* **YOUR GOAL**:
Pick out and copy each line in the listing below that contains the word "positive". Case matters.

* **SOURCE DATA**:
────
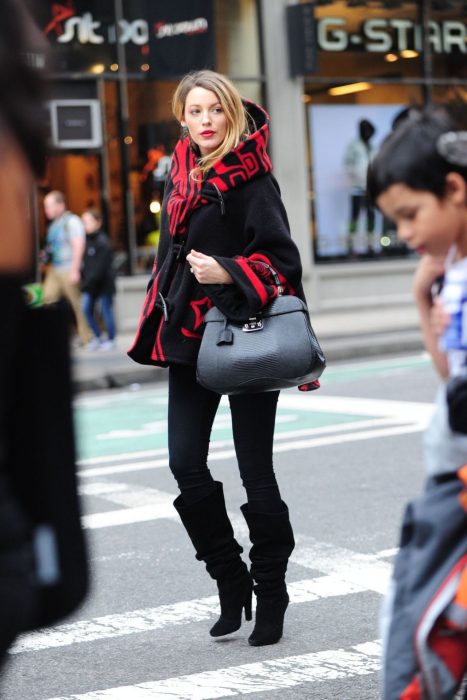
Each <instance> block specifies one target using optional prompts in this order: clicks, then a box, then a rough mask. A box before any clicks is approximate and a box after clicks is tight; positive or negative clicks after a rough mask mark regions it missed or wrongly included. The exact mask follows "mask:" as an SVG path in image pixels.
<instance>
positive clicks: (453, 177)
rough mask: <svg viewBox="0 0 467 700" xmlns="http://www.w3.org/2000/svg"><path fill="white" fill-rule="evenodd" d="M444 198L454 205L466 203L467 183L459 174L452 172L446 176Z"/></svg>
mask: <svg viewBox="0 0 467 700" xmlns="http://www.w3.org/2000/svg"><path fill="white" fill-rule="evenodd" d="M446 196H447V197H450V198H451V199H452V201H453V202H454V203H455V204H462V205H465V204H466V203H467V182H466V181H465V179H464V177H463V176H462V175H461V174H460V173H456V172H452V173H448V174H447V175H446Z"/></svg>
────
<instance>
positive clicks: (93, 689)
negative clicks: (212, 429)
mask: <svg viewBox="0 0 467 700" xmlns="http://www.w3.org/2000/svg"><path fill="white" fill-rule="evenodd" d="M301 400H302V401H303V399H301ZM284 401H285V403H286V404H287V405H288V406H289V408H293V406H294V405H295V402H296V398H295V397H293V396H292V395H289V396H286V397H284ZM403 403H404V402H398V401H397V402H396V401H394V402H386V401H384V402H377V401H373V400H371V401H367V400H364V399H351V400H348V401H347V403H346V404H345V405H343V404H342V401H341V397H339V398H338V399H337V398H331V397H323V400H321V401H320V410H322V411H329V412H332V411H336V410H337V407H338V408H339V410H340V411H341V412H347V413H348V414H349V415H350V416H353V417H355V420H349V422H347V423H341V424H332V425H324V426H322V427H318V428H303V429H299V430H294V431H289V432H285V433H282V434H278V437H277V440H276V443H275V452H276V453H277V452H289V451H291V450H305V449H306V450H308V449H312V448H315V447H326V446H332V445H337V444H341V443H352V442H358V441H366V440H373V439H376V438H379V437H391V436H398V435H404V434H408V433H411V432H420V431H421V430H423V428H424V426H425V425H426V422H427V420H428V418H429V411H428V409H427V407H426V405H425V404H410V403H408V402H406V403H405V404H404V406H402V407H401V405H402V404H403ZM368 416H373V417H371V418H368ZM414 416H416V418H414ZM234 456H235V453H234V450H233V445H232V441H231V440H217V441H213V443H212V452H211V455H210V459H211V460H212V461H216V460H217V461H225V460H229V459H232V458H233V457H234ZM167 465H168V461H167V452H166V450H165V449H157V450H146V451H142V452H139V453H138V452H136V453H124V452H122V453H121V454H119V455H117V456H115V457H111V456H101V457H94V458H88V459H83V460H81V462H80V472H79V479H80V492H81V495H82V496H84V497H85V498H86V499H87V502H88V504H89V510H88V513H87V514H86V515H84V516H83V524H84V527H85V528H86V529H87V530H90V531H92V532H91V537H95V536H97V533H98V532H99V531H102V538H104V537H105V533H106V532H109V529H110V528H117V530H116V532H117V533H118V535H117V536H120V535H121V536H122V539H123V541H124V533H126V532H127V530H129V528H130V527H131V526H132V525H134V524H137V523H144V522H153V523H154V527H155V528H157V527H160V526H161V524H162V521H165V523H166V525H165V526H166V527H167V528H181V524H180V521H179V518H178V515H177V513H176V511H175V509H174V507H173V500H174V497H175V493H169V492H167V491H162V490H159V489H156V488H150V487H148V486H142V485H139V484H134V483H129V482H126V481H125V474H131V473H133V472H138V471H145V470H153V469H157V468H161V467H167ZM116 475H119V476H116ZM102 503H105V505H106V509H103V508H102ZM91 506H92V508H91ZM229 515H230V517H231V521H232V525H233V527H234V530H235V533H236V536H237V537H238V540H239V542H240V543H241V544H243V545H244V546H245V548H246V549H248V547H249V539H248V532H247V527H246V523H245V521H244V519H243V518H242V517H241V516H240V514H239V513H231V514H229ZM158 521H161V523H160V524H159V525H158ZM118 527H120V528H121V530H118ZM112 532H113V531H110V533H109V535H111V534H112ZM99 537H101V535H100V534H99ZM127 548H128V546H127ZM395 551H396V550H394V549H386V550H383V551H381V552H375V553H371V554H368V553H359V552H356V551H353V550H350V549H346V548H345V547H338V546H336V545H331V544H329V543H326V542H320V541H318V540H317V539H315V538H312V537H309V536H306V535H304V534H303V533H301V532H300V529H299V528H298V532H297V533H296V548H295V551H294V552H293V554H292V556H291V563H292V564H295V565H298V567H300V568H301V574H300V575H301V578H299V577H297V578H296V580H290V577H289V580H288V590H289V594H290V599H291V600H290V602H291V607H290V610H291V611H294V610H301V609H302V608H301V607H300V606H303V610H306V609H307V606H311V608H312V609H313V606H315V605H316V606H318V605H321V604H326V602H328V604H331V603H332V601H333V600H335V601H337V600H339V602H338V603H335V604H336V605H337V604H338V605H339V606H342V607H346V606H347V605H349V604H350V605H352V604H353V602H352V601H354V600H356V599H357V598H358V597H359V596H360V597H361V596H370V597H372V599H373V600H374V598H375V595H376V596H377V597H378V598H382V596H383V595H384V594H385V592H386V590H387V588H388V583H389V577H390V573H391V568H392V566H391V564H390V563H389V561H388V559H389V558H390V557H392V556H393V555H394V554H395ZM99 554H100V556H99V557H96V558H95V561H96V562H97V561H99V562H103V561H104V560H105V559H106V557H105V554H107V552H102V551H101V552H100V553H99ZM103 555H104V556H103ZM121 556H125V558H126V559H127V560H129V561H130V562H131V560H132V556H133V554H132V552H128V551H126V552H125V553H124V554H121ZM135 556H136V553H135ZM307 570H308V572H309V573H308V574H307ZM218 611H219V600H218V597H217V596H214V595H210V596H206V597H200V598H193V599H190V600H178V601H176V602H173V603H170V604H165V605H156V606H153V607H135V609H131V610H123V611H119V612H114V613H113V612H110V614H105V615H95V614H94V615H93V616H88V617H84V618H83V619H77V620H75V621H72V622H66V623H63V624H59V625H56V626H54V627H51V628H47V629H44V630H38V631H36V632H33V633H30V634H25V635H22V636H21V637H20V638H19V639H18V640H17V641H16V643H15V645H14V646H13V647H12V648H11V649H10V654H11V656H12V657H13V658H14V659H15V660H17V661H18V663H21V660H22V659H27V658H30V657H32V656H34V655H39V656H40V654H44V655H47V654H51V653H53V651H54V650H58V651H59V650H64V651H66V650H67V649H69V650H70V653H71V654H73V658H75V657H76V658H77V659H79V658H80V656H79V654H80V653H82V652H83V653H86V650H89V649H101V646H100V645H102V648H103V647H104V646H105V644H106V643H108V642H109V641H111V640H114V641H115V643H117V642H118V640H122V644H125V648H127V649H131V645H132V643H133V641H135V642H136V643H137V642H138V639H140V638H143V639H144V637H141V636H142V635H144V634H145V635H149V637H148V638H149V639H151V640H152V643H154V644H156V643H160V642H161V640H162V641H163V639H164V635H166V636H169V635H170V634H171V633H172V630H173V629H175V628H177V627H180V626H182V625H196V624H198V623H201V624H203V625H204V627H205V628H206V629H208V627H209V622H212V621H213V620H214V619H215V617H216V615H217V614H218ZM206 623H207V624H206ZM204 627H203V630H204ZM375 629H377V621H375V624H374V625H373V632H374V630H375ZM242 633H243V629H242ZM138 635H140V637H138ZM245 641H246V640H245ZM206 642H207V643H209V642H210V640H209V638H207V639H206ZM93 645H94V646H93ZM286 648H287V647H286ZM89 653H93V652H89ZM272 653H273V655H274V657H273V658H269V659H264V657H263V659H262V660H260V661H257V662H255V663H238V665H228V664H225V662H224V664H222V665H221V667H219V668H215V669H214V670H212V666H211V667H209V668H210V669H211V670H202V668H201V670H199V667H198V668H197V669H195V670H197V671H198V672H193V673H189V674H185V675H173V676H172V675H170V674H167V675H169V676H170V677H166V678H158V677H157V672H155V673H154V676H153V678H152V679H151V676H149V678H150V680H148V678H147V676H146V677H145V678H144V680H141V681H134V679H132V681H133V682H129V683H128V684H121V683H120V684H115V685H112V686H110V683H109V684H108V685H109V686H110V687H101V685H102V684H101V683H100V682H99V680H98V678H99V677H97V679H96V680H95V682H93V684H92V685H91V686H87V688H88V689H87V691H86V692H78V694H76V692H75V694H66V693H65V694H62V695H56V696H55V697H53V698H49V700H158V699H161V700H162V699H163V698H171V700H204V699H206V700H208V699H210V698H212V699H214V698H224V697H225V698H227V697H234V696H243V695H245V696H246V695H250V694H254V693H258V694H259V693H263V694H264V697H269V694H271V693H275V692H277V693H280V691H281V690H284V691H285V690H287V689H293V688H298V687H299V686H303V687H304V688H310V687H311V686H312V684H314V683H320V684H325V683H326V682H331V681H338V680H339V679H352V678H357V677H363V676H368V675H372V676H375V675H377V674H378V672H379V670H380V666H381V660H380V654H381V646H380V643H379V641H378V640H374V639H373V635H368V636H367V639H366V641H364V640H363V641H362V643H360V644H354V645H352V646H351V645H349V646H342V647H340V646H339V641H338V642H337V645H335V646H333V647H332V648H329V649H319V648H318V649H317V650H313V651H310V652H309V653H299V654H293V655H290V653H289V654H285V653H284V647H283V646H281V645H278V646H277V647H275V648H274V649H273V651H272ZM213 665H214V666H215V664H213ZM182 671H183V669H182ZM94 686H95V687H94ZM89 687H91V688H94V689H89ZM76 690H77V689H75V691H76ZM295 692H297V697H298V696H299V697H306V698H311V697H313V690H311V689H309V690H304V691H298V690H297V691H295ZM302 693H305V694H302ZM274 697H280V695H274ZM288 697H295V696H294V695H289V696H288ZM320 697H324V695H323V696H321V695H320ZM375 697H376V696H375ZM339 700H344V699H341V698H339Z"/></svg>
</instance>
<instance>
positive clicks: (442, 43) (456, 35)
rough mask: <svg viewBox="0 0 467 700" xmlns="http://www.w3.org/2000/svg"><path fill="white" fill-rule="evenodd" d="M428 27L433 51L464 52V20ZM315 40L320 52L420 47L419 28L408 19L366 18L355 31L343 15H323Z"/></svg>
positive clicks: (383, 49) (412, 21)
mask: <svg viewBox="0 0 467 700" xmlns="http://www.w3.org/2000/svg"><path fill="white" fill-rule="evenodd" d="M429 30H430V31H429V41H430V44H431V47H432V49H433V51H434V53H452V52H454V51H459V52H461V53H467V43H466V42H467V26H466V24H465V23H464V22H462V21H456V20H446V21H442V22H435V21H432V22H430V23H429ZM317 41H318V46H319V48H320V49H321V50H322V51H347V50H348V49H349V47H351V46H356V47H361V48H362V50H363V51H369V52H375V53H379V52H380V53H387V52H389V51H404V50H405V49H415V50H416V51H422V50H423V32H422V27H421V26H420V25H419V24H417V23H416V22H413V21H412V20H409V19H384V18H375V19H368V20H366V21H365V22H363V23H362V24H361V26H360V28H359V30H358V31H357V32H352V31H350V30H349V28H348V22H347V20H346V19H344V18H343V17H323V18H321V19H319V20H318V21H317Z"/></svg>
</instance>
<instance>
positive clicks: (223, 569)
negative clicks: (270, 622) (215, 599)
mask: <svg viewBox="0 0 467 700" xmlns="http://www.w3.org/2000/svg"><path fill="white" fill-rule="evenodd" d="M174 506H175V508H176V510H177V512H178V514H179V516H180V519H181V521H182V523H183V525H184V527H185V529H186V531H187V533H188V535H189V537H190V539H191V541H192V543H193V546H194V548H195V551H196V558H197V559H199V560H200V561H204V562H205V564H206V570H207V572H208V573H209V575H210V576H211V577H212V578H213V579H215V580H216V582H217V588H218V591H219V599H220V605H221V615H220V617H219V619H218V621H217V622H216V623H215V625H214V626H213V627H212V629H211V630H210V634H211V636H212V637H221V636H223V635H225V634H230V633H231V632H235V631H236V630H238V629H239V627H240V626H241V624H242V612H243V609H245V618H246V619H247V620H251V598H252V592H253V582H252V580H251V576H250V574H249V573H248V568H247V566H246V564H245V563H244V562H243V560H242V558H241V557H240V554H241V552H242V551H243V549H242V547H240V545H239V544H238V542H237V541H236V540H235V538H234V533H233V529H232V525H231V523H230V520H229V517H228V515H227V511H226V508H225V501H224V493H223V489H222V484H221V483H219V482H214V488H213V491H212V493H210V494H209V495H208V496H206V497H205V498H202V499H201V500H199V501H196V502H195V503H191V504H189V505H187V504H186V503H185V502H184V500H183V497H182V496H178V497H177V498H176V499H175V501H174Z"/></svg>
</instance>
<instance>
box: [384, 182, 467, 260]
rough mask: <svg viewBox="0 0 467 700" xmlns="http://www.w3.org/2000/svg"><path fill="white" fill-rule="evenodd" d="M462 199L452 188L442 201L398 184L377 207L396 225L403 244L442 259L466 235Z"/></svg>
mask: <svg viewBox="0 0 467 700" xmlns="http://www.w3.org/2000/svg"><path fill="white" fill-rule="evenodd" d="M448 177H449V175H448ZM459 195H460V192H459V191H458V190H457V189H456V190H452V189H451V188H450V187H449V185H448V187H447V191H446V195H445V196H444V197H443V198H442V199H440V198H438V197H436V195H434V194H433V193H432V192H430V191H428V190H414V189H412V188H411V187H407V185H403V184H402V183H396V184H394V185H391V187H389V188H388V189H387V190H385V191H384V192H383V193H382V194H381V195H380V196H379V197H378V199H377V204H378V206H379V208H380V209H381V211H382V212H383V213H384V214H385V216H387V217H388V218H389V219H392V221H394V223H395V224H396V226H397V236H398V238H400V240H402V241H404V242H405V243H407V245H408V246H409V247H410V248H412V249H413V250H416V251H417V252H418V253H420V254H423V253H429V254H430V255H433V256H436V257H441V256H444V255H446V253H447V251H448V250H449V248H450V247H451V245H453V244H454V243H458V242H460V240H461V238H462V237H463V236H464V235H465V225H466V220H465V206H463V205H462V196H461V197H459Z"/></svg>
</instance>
────
* **ANSWER BOX**:
Each <instance> block specifies one target using optional prompts in this order: clicks, then a box, then a rough mask. A box before any clicks is approximate and a box after clicks is tight; positive or negative clicks after a rough mask mark regions it missed or wrongly included. The exact mask follows "mask:" as an SVG path in image pixels.
positive clicks: (453, 177)
positive clicks: (93, 689)
positive clicks: (442, 43) (456, 35)
positive clicks: (383, 49) (412, 21)
positive clicks: (223, 569)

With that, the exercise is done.